■ **Problem details**
Could you reproduce word for word everything in the entries from the very beginning down to and including the line containing "An example of"?

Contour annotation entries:
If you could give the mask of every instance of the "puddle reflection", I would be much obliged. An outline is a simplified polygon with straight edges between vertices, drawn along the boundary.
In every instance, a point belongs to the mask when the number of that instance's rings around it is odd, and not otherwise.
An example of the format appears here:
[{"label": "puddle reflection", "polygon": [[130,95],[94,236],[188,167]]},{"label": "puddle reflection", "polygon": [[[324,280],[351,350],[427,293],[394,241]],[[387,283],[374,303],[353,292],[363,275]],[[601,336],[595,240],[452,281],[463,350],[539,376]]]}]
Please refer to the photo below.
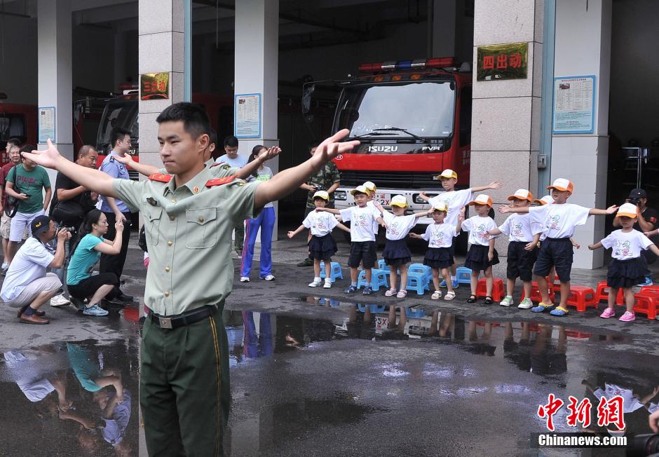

■ **Result for this task**
If you could give the mask of every instance of the "puddle reflection", I would be much obliged. An outline is a simplified polygon with straight edges between vertices, drawn along the boundary.
In every instance, a point belongs to the mask when the number of that instance's rings around it is odd, and not otherwise.
An example of the format appears here:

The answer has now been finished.